TO BE DONE: Render every line of the items below as a JSON list of strings, with one string per line and no entries for blank lines.

----------

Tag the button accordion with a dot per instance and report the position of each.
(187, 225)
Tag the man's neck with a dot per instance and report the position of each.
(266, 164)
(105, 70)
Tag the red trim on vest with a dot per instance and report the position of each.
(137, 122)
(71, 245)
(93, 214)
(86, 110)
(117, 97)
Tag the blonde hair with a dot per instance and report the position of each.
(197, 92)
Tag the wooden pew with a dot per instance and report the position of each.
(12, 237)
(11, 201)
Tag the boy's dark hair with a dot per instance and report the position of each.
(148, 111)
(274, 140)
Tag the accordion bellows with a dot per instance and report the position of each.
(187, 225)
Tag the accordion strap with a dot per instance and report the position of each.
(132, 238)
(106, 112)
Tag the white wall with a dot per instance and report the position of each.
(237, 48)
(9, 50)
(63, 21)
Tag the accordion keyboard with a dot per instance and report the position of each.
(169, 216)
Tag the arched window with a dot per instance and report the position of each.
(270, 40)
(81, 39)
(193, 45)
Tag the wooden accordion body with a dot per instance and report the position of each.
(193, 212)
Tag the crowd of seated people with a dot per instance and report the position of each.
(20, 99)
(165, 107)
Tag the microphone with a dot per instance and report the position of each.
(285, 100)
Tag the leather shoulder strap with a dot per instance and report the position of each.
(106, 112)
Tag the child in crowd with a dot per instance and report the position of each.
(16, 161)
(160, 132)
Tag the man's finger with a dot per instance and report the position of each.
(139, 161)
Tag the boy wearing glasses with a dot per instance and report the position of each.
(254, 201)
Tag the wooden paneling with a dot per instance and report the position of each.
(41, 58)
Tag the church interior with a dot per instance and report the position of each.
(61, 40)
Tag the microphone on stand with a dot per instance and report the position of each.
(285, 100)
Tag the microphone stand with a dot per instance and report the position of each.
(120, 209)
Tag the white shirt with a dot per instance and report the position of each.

----------

EXERCISE SOLUTION:
[
  "Tag the button accordion with a dot per instance and report the position of each.",
  "(187, 225)",
  "Tag the man's neck with a dot per instance and report the position of each.",
  "(266, 164)",
  "(105, 70)",
  "Tag the red trim on vest with a dot per instance and report the position of each.",
  "(137, 122)",
  "(71, 245)",
  "(93, 214)",
  "(86, 110)",
  "(117, 97)",
  "Tag the blonde hair with a dot per instance and report the position of each.",
  "(197, 92)",
  "Tag the wooden pew with a dot per instance and report the position of each.",
  "(12, 237)",
  "(11, 201)",
  "Tag the boy's dark hair with a dot per instance and report the position of each.",
  "(148, 111)",
  "(274, 140)",
  "Tag the accordion bellows with a dot per instance and report the position of each.",
  "(187, 225)",
  "Tag the accordion strap with a dot per instance and report the position of each.",
  "(132, 238)",
  "(106, 112)",
  "Tag the white wall with a dot per instance and report the position of each.",
  "(237, 48)",
  "(9, 50)",
  "(63, 21)",
  "Tag the accordion keyboard with a dot per instance and report the position of each.",
  "(169, 216)",
  "Tag the arched window with a dot per instance and report the position of each.",
  "(270, 40)",
  "(81, 39)",
  "(193, 45)",
  "Tag the wooden accordion body with a dot per instance and report the position of each.",
  "(193, 212)",
  "Tag the crowd of seated people with a dot per instance and report the position of each.",
  "(20, 99)",
  "(165, 107)",
  "Tag the microphone with a dot per instance and report the position of each.",
  "(285, 100)",
  "Tag the leather shoulder strap with a dot per instance and report the position of each.",
  "(106, 112)",
  "Tag the child in crowd with a dot per instance and report the position of each.",
  "(16, 161)",
  "(160, 132)",
  "Tag the man's finger with a dot per instance and report the position of each.",
  "(139, 161)",
  "Tag the boy wearing glasses with a dot per instance and report the position of each.",
  "(254, 201)",
  "Tag the wooden paneling with a dot per instance and report the position of each.",
  "(41, 58)",
  "Tag the church interior with a dot per instance and report the position of each.",
  "(61, 40)",
  "Tag the microphone on stand with a dot per instance and report the position of each.",
  "(285, 100)",
  "Tag the microphone stand with a dot per instance and report the position of each.",
  "(120, 209)",
  "Tag the white shirt with a dot per instance and report the position of each."
]